• SUPPLIED PASSAGE:
+++
Monte Carlo simulation:
- Estimating integrals using randomness.
Computational probability:
- Computation of probability models, statistical models.
- Computation related to reliability estimation.
Performance evaluation:
- Systematic approach to architecture/system design using probabilistic models of load.
- Involves probabilistic modeling and simulation.
- Queueing theory, Markov chains.
Analysis of algorithms:
- Assume a probability distribution over possible inputs (e.g, a random permutation of integers).
- Analyse running time (e.g., of a sorting algorithm) mathematically.
- Generate random data and evaluate algorithm performance.
Randomized algorithms:
- Introduce randomness deliberately into an algorithm
  => can help performance.
- Example: randomized choice of partition-element in QuickSort.
- Some randomized algorithms are easier to code than competing deterministic algorithms.

Simple Estimation

In-Class Exercise 13.1: Consider the following situation. I place three closed boxes A, B and C, in front of you, one of which contains "the treasure" and the others are empty. The box containing the treasure has a secret marking on the exterior that only I can identify (So I know where the treasure is). You guess one box by pointing to it. Suppose you pick Box A. Now one or both of boxes B or C must be empty. If both are empty, I pick one of them randomly, else I pick the only empty one. Then, I show you that it is empty by opening it. After this, there are two boxes left, one of which contains the treasure. I now let you change your selection before finally revealing where the treasure is. The question is: does the option to change your selection matter?

Consider a dice-estimation example:

Experiment: roll two dice and see if the face-up numbers add up to 7.

Objective: write a program to estimate the probability of this event occuring.

Key ideas:

Each die has numbers { 1, 2, 3, 4, 5, 6 }.
Write code to select one of these randomly.
Get random value for each die.
Add numbers to see if they total 7.
Repeat many trials of this experiment.
Report fraction of trials in which this event occurs.

Sample Java code: (source file)


  public static void main (String[] argv)
+++
• RECORDED DATA:
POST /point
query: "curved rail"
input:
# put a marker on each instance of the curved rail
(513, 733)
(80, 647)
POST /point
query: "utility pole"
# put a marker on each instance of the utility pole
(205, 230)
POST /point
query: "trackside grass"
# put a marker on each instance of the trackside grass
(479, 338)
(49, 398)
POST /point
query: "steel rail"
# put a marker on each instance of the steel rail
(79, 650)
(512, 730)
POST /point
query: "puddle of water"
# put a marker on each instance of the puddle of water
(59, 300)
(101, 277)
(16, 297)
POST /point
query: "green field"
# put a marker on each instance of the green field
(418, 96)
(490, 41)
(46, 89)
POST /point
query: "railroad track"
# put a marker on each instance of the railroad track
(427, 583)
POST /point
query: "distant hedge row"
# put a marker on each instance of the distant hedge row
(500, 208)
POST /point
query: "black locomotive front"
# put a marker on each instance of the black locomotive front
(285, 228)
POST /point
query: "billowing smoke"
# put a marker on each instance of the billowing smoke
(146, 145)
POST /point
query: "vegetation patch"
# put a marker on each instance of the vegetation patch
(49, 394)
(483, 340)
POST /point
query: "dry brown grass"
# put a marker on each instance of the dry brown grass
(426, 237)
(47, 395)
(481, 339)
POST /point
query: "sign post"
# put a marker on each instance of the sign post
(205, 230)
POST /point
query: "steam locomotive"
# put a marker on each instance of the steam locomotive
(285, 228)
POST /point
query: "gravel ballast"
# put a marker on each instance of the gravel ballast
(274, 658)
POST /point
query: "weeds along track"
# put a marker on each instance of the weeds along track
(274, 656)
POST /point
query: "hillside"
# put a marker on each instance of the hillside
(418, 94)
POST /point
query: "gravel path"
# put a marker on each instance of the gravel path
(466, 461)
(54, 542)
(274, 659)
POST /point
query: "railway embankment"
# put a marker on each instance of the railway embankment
+++
In the passage on probability in computing, name every topic heading that comes before the heading "Simple Estimation." The data play no part in this exercise.

• RESULT OF THE EXERCISE:
Monte Carlo simulation
Computational probability
Performance evaluation
Analysis of algorithms
Randomized algorithms